**SUPPLIED INFORMATION:**
=-=-=
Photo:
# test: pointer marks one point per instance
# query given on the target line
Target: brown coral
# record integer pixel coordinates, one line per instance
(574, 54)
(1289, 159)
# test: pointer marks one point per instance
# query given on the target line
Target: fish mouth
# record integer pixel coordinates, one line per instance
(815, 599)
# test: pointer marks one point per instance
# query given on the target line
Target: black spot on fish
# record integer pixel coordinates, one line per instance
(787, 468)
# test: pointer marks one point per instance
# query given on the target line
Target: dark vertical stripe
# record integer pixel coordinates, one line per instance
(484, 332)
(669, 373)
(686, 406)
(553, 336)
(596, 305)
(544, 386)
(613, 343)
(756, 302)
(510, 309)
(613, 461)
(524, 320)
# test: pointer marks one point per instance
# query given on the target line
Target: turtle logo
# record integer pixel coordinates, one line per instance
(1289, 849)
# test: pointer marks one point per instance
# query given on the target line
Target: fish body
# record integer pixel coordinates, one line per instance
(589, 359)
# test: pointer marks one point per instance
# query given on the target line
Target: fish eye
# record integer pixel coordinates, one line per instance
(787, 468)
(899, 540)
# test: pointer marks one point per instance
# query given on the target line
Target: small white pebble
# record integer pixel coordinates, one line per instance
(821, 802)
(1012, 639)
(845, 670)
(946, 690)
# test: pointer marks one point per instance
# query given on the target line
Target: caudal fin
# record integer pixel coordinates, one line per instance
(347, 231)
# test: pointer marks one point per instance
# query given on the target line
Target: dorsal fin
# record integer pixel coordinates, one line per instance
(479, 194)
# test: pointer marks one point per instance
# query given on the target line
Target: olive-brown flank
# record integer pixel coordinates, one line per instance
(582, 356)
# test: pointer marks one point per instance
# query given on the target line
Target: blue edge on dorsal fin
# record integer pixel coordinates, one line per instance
=-=-=
**EXERCISE DIRECTIONS:** Select and copy each line from the data that includes the word "brown".

**THE COMPLETED TASK:**
Target: brown coral
Target: olive-brown flank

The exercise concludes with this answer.